▶ _CONSIGNES ET EXERCICES_
a – D'après l'article sur la livre égyptienne, quel taux l'inflation atteint-elle ?
b – Recopiez le passage de l'article sur la livre égyptienne qui va de « La livre égyptienne » à « les statistiques officielles. ».

=== TEXTE ÉTUDIÉ ===

La livre égyptienne s’échangeait mercredi à près de la moitié de sa valeur en mars, après la troisième dévaluation dictée notamment par un nouveau prêt du Fonds monétaire international (FMI).
Le dollar valait 29,7 livres à la fermeture des banques, selon la Banque centrale. Avant cela, la livre a même plongé le matin à 31,95 et au marché noir, elle s’échange aux alentours de 35 pour un dollar, observent des experts.
Cette chute affecte encore un peu plus les 104 millions d’Egyptiens dans un pays où la majorité des biens sont importés: l’inflation atteint 21,9%, et, en décembre, les prix des denrées alimentaires avaient gagné 37,9% sur un an, selon les statistiques officielles.
Signe que le sujet inquiète, le mot-clé le plus partagé en Egypte mercredi est « dollar », alors que de nombreux internautes disent ne plus pouvoir suivre cette baisse désormais quotidienne.
Achraf Kamal, qui tient un magasin de bricolage, lui, dit à l’AFP n’avoir plus aucune visibilité. « Avant, je connaissais en gros le prix de tout ce que je vends sur huit mois, mais maintenant je vends à un prix différent le matin, le midi et le soir! », assure-t-il.
Non loin de là, le botaniste Mohammed Mahmoud sert des clients de plus en plus regardants sur les prix.
« Ceux qui m’achetaient un kilo avant, prennent 500 grammes, ceux qui avaient l’habitude d’acheter par demi kilo, 250 grammes », se lamente-t-il.

=== DONNÉES ENREGISTRÉES ===

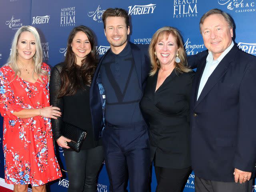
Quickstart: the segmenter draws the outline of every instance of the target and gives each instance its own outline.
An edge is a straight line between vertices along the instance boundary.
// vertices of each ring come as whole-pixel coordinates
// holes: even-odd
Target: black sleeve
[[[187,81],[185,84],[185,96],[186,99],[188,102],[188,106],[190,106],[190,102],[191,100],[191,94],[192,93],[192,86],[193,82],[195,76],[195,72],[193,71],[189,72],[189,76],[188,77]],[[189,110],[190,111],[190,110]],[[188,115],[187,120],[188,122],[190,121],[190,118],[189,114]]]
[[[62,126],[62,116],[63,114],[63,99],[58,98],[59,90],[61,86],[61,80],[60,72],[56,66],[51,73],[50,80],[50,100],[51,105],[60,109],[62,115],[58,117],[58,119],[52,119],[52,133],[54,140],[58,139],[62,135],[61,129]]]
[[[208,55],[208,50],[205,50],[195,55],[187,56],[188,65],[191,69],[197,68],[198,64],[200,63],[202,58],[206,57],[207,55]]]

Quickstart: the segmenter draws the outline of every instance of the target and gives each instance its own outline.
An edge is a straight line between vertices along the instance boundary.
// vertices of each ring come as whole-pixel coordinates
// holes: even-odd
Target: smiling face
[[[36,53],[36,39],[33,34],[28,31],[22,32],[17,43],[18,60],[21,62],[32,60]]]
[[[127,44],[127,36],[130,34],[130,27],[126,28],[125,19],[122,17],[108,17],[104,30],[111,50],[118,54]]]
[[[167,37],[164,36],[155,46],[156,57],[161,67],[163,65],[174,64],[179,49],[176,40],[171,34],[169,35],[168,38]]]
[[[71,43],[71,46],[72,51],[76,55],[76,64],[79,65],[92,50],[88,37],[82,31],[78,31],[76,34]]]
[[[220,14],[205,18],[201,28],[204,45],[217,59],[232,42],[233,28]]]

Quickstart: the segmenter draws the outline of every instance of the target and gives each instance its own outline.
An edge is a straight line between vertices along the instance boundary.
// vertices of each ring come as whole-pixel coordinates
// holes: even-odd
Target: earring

===

▶ _RÉSULTATS_
a – 21,9%

b –
La livre égyptienne s’échangeait mercredi à près de la moitié de sa valeur en mars, après la troisième dévaluation dictée notamment par un nouveau prêt du Fonds monétaire international (FMI).
Le dollar valait 29,7 livres à la fermeture des banques, selon la Banque centrale. Avant cela, la livre a même plongé le matin à 31,95 et au marché noir, elle s’échange aux alentours de 35 pour un dollar, observent des experts.
Cette chute affecte encore un peu plus les 104 millions d’Egyptiens dans un pays où la majorité des biens sont importés: l’inflation atteint 21,9%, et, en décembre, les prix des denrées alimentaires avaient gagné 37,9% sur un an, selon les statistiques officielles.